■ Directive 1 ■
Pull out each line of the records that contains the word "grass".

# House cat documentary this week



## 21Rouge (Jul 20, 2013)

This is most applicable to Canadian members of CF as there is a new original episode of the CBC show in the series "The Nature of Things" called _The Lion in Your Living Room_.

The Lion in Your Living Room - The Nature of Things


----------



## Marcia (Dec 26, 2010)

Wow, the commenters don't seem to like what they think will be aired!! It would be interesting to see how the cat is portrayed. I for one am always amazed at the stealth and cunning a kitten will exhibit even at a very young age. Nothing gives me more pleasure than watching my foster babies grow up and learn important life lessons from each other like the stalking, to the take down as a wild feline would do, to the biting of the neck (the kill). All practice for survival in the wild but completely unnecessary in our homes yet it is totally inbred in them.


----------



## Jenny bf (Jul 13, 2013)

■ Directive 2 ■
Write out the entire forum thread about the house cat documentary above, with nothing changed.

■ Given entries ■
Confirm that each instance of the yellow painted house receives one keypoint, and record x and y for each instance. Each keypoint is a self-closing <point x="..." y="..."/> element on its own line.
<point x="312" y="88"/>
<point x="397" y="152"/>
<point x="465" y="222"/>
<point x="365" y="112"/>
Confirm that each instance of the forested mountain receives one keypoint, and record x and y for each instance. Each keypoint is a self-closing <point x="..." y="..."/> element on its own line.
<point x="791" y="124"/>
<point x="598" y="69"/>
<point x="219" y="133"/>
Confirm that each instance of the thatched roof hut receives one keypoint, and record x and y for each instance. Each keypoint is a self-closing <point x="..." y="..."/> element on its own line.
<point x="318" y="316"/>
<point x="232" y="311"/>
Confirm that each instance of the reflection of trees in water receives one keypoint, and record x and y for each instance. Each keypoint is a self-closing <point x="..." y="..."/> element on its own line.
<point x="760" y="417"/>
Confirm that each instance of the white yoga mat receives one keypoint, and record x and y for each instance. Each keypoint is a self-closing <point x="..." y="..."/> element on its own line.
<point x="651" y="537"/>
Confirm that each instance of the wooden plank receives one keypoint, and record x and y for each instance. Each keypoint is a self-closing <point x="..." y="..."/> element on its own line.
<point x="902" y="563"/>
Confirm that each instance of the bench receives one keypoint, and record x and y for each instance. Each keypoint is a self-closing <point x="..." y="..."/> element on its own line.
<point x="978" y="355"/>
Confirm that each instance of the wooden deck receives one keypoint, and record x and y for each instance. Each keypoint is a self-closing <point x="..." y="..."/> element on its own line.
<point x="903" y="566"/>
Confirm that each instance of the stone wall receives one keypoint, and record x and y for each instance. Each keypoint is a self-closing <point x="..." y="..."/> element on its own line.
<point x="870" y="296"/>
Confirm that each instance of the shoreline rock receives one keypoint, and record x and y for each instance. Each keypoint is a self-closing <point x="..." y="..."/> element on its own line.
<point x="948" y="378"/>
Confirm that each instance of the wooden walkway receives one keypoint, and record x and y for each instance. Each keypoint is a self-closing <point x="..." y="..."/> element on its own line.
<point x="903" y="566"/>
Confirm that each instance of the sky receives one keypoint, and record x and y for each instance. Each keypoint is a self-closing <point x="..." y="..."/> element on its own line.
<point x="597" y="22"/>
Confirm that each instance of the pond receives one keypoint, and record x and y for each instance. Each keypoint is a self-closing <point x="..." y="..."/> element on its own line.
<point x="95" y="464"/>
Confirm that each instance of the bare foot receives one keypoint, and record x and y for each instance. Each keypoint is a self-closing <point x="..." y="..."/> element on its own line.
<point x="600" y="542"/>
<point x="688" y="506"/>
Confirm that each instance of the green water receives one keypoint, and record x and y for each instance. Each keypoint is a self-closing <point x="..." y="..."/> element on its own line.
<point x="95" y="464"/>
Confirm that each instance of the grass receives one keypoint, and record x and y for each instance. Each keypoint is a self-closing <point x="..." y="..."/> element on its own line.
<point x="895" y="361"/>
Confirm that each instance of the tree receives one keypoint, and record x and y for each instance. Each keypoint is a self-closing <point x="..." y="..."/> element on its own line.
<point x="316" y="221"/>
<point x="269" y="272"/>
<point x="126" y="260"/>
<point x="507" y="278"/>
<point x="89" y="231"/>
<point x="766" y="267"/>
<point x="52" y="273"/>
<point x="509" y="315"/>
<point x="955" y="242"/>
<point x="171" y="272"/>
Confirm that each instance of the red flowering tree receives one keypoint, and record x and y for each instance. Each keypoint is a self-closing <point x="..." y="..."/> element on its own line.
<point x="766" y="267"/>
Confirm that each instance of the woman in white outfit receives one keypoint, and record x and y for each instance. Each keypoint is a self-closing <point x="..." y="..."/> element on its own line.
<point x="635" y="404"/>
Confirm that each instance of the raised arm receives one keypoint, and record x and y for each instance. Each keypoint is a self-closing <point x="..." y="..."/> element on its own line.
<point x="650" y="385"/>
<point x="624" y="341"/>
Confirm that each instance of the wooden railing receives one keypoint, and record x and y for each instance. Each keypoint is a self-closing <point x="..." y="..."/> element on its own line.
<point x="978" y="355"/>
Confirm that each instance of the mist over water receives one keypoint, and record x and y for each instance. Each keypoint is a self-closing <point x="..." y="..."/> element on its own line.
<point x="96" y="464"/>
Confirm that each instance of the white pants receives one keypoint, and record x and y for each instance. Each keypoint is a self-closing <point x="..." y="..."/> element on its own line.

■ Worked solution 1 ■
Confirm that each instance of the grass receives one keypoint, and record x and y for each instance. Each keypoint is a self-closing <point x="..." y="..."/> element on its own line.

■ Worked solution 2 ■
# House cat documentary this week



## 21Rouge (Jul 20, 2013)

This is most applicable to Canadian members of CF as there is a new original episode of the CBC show in the series "The Nature of Things" called _The Lion in Your Living Room_.

The Lion in Your Living Room - The Nature of Things


----------



## Marcia (Dec 26, 2010)

Wow, the commenters don't seem to like what they think will be aired!! It would be interesting to see how the cat is portrayed. I for one am always amazed at the stealth and cunning a kitten will exhibit even at a very young age. Nothing gives me more pleasure than watching my foster babies grow up and learn important life lessons from each other like the stalking, to the take down as a wild feline would do, to the biting of the neck (the kill). All practice for survival in the wild but completely unnecessary in our homes yet it is totally inbred in them.


----------



## Jenny bf (Jul 13, 2013)